══ Teks Latihan ══

Langkah yang Bisa Dilakukan Di Rumah oleh Orang Tua
Ketika orang tua mencurigai berat badan anak stagnan, ada beberapa langkah proaktif yang bisa dilakukan di rumah sebelum mencari bantuan profesional. Penting untuk diingat bahwa langkah-langkah ini bersifat mendukung dan bukan pengganti saran medis. Berikut merupakan langkah-langkah yang bisa dilakukan.
1. Tinjau Kembali Asupan Nutrisi
Pastikan anak mengonsumsi pola makan seimbang yang mengandung kalori padat gizi, serta mencukupi kebutuhan protein, lemak sehat, karbohidrat kompleks, vitamin, dan mineral. Fokus pada makanan utuh seperti buah-buahan, sayuran, biji-bijian, daging tanpa lemak, telur, produk susu, dan kacang-kacangan (sesuai usia dan tanpa risiko tersedak). Hindari makanan olahan, minuman manis, dan camilan tidak sehat yang tinggi gula dan lemak trans. Sebuah penelitian menekankan pentingnya diet berkualitas tinggi pada masa kanak-kanak awal untuk mendukung pertumbuhan optimal dan mencegah malnutrisi.
2. Tawarkan Porsi yang Lebih Kecil tapi Sering
Anak-anak mungkin tidak dapat mengonsumsi porsi besar sekaligus. Coba tawarkan makanan dalam porsi kecil tetapi lebih sering, misalnya 5-6 kali sehari termasuk camilan sehat.
3. Tambah Kalori pada Makanan
Tingkatkan asupan kalori anak dengan menambahkan bahan bergizi tinggi tanpa memperbesar porsi secara signifikan. Contohnya, tambahkan minyak zaitun pada sayuran kukus, taburi sup dengan keju parut, atau oleskan mentega kacang pada roti. Pilih susu dan yogurt full cream dibandingkan versi rendah lemak untuk menambah energi dan nutrisi.
4. Libatkan Anak dalam Proses Makan
Buat waktu makan menjadi pengalaman yang positif. Izinkan anak memilih beberapa makanan sehat, libatkan mereka dalam persiapan makanan (jika aman), dan makan bersama sebagai keluarga. Hindari paksaan atau tekanan saat makan.

═══
══ Daftar yang Disediakan ══

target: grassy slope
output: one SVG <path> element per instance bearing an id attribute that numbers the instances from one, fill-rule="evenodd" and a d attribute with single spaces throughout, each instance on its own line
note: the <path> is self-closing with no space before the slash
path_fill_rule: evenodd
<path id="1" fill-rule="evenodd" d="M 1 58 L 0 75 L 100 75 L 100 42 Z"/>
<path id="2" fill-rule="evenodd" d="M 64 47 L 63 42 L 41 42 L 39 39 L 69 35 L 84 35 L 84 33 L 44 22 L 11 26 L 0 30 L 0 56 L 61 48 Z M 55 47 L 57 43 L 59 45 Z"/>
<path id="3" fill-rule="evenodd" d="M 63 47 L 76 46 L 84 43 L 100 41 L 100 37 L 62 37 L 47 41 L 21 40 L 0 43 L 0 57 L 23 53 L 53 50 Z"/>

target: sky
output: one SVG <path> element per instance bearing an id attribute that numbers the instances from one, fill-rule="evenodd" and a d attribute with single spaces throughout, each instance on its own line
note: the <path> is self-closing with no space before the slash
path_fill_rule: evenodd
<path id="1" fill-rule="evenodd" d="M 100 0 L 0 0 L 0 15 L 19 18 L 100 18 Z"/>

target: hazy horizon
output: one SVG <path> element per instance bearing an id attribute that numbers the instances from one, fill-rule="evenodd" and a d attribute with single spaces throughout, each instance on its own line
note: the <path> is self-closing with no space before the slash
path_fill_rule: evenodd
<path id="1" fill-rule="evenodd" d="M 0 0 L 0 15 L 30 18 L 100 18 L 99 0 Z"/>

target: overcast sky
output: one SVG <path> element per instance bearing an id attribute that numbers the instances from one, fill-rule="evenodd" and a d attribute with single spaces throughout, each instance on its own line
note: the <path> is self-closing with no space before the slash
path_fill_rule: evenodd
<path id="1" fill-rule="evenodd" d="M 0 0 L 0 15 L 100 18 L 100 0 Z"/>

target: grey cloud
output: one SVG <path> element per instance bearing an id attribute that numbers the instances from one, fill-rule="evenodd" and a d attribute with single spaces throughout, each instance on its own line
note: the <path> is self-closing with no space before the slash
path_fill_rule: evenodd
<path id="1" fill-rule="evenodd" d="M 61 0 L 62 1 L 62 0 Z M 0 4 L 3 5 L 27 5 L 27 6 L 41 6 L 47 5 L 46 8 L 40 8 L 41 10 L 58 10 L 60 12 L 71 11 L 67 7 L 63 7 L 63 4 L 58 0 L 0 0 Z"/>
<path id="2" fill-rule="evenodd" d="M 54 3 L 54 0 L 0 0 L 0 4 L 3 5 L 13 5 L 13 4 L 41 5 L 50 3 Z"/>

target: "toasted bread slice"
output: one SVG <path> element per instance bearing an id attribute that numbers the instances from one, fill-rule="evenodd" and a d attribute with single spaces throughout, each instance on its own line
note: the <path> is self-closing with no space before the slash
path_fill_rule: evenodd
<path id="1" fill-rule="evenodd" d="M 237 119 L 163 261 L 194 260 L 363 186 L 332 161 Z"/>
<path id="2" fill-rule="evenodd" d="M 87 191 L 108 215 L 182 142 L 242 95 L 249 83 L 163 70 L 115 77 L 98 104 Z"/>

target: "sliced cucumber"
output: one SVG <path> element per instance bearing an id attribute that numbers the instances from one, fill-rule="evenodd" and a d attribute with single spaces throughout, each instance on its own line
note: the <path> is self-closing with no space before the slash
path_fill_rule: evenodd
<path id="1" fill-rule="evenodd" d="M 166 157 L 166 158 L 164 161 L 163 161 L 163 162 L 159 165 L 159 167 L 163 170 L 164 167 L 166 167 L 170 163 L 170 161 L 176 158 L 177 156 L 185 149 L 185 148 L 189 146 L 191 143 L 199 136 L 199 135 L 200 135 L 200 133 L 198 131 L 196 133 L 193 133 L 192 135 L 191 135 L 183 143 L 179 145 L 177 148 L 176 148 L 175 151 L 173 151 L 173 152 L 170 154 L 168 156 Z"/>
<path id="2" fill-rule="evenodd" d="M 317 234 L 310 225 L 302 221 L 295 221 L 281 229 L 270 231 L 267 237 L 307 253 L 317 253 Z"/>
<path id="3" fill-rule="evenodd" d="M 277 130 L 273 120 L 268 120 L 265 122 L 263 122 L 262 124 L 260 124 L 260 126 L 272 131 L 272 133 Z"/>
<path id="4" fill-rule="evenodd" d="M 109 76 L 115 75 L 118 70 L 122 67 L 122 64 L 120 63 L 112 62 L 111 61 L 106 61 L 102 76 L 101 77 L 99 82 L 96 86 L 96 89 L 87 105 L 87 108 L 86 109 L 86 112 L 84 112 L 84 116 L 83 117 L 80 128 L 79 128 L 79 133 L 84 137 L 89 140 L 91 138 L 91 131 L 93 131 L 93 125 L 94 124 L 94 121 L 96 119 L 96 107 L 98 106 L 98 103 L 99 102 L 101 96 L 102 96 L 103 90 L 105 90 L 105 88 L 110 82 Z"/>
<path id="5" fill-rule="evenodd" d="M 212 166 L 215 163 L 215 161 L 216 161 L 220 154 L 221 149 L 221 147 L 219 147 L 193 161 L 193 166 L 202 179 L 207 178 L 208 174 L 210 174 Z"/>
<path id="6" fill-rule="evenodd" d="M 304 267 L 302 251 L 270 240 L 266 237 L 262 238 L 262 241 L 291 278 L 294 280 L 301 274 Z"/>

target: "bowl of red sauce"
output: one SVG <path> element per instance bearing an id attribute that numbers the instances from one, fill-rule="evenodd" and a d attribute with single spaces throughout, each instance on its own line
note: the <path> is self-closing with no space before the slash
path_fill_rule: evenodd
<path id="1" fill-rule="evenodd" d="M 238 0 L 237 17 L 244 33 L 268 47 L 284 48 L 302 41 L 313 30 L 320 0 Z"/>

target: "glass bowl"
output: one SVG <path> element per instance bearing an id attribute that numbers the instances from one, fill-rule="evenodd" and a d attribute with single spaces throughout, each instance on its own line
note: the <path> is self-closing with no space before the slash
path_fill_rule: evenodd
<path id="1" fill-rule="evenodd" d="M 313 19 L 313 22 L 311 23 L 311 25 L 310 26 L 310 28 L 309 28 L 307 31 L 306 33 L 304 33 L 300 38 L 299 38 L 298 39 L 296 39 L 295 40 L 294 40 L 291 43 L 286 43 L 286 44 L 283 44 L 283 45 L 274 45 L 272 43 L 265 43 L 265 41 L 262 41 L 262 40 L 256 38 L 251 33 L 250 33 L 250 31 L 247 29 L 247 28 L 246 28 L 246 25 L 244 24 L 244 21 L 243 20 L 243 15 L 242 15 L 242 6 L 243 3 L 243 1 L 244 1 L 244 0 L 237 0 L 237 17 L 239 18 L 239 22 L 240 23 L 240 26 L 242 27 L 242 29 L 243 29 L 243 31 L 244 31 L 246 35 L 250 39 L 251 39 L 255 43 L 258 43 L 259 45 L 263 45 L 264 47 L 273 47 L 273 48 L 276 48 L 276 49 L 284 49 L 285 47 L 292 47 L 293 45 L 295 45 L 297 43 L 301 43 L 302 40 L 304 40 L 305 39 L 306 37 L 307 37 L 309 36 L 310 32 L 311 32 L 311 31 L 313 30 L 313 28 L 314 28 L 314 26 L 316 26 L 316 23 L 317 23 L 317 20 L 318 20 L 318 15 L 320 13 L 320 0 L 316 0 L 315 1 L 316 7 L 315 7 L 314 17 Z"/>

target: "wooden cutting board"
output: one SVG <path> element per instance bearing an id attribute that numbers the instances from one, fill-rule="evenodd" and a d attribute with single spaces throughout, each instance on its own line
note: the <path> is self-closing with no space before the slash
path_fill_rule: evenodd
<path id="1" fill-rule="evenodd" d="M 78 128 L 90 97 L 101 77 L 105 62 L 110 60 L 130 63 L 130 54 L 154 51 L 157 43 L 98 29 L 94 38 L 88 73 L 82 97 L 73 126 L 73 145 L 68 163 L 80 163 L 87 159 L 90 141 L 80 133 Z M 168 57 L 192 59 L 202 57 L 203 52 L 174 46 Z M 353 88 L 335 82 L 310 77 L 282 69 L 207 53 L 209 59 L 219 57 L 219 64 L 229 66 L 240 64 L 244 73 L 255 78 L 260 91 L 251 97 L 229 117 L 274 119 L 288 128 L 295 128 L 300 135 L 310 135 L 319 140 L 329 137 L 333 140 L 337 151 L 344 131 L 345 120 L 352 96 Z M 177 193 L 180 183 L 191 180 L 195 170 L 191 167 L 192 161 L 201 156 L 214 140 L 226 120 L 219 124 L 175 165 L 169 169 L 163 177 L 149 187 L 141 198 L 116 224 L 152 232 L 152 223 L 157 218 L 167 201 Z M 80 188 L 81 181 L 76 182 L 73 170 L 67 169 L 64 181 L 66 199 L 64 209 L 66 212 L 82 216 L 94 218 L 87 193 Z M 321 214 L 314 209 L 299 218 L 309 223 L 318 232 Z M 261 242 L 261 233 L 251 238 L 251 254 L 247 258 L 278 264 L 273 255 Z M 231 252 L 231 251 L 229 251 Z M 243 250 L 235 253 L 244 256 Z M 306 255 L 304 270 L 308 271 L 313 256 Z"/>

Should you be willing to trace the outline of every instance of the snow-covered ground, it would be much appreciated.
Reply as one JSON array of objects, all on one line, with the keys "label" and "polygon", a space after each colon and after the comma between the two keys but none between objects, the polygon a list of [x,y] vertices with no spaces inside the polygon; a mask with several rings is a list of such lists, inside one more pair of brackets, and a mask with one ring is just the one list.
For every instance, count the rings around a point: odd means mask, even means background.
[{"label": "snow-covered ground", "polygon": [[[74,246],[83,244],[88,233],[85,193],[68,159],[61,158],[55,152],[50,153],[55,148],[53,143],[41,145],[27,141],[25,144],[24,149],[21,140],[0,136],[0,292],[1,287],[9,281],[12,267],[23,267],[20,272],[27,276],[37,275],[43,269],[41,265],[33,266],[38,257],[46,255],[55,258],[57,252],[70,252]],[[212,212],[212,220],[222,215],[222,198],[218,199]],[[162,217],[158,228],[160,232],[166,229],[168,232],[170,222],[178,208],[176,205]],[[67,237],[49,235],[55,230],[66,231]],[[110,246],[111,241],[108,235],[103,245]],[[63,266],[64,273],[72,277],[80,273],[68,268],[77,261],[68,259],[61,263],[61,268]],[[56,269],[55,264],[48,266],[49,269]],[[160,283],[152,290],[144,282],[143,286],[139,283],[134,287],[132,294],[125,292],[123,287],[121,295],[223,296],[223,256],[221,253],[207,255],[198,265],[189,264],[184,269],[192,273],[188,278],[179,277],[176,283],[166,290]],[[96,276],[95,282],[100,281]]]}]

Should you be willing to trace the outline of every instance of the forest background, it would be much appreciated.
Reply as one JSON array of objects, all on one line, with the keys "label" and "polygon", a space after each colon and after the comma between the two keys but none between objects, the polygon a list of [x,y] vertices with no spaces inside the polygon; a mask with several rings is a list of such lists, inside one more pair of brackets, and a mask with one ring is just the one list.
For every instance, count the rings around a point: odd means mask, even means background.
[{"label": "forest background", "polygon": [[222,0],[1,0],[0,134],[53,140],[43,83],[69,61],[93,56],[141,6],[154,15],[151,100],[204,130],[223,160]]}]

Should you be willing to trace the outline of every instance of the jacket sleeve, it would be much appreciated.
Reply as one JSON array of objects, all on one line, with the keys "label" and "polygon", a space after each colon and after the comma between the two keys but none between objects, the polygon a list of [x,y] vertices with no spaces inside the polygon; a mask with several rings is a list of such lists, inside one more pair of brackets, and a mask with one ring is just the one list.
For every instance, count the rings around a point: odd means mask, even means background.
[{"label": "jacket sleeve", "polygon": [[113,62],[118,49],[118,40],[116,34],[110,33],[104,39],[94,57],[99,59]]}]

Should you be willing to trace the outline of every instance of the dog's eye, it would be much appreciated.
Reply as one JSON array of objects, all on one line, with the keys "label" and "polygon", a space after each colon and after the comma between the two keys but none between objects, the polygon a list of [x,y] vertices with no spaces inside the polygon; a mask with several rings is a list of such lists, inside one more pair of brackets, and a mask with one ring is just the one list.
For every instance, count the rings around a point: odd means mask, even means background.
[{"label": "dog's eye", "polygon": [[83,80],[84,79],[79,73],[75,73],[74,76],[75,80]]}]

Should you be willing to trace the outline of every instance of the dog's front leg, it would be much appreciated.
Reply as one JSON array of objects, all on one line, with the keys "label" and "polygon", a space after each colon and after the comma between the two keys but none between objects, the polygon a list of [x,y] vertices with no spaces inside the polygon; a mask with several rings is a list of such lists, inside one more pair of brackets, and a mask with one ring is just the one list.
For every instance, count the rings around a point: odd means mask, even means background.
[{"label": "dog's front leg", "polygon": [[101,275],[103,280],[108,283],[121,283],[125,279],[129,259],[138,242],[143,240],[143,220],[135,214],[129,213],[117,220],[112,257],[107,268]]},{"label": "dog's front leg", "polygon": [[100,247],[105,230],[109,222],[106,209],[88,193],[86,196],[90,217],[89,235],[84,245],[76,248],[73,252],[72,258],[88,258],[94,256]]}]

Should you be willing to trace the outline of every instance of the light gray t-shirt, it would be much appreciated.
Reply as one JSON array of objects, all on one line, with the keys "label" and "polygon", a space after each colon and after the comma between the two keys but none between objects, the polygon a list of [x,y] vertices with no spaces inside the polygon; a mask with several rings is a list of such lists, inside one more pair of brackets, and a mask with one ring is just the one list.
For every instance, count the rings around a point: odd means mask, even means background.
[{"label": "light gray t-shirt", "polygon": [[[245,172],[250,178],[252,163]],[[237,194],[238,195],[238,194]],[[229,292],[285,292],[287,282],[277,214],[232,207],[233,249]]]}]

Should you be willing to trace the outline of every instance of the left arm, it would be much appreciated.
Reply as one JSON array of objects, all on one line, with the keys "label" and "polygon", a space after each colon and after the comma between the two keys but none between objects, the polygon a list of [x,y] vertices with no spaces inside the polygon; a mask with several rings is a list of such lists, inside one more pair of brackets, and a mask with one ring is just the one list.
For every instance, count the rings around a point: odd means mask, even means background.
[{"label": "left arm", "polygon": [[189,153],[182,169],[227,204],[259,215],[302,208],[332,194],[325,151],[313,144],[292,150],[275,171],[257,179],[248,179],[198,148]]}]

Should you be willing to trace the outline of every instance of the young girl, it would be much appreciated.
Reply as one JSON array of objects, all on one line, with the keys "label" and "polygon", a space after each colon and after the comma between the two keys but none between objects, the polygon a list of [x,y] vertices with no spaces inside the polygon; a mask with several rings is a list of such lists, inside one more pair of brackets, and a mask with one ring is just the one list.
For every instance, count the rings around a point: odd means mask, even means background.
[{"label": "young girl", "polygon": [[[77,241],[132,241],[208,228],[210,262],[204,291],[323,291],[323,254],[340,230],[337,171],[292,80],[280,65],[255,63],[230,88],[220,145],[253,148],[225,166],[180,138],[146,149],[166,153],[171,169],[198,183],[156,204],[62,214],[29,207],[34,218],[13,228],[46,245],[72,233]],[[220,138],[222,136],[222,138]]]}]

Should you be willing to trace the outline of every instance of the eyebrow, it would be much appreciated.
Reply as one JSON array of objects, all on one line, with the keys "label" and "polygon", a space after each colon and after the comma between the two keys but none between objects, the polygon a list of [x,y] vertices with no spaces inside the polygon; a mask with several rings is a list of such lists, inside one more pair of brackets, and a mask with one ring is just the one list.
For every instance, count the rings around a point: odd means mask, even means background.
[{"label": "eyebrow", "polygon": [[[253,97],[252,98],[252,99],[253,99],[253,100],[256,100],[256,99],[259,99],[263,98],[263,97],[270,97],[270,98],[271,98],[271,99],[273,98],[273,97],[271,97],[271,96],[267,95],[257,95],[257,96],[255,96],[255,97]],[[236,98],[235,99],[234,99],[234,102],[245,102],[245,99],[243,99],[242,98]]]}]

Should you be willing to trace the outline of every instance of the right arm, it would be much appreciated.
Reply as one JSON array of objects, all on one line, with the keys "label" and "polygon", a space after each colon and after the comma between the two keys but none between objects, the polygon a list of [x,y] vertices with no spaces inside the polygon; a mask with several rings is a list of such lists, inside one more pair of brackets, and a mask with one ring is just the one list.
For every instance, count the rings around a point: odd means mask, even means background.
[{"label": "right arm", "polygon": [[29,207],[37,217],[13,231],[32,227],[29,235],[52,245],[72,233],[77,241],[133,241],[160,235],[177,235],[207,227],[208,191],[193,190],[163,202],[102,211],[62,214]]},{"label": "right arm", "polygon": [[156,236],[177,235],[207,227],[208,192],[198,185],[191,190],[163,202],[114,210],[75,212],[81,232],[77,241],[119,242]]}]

═══

Tugas Kerja 1 =
Jawablah pertanyaan berikut berdasarkan teks tentang langkah orang tua saat berat badan anak stagnan.
(a) Berapa kali sehari makanan porsi kecil disarankan untuk ditawarkan?
(b) Versi susu dan yogurt apa yang dianjurkan dibandingkan versi rendah lemak?
(c) Apa yang harus dihindari saat makan agar waktu makan menjadi pengalaman positif?
Tugas Kerja 2 = Lanjutkan teks tentang langkah orang tua saat berat badan anak stagnan, dimulai setelah kalimat terakhirnya.

Hasil 1 =
(a) 5-6 kali sehari, termasuk camilan sehat.
(b) Versi full cream.
(c) Paksaan atau tekanan saat makan.

Hasil 2 =
5. Batasi Minuman Manis dan Jus Berlebihan
Minuman ini dapat mengisi perut anak tanpa memberikan nutrisi yang berarti, mengurangi nafsu makan untuk makanan padat. Dorong anak untuk minum air putih sebagai minuman utama.
6. Cukupi Waktu Istirahat dan Tidur
Waktu tidur yang cukup memegang peran penting dalam mendukung proses pertumbuhan dan perkembangan anak secara optimal. Pastikan anak mendapatkan waktu tidur yang direkomendasikan sesuai usianya.
7. Tingkatkan Aktivitas Fisik yang Sedikit Lebih Berat
Meskipun mungkin terdengar kontradiktif, aktivitas fisik yang sedikit lebih berat dapat membantu meningkatkan nafsu makan dan metabolisme yang sehat. Hindari aktivitas yang terlalu intens yang dapat membakar terlalu banyak kalori tanpa asupan yang cukup.
Kapan Anak Harus Dibawa ke Dokter?
Meskipun intervensi di rumah penting, ada situasi di mana orang tua harus segera mencari bantuan medis profesional. Menunda kunjungan ke dokter dapat memperburuk kondisi yang mendasari dan menghambat pertumbuhan anak. Berikut ini adalah tanda-tanda anak harus segera dibawa ke dokter.
1. Berat Badan Tidak Mengalami Kenaikan Selama 2–3 Bulan Berturut-turut
Jika setelah melakukan penyesuaian diet dan gaya hidup di rumah, berat badan anak tidak menunjukkan peningkatan yang konsisten selama beberapa bulan, ini adalah sinyal kuat untuk berkonsultasi dengan dokter.
2. Penurunan Berat Badan
Jika anak justru mengalami penurunan berat badan, ini adalah kondisi darurat yang memerlukan perhatian medis segera. Penurunan berat badan bisa menjadi indikator penyakit serius.
3. Anak Terlihat Sangat Kurus atau Lesu
Jika orang tua melihat tulang rusuk anak sangat menonjol, otot-ototnya terlihat menyusut, atau anak tampak sangat lesu dan tidak berenergi, segera konsultasi ke dokter.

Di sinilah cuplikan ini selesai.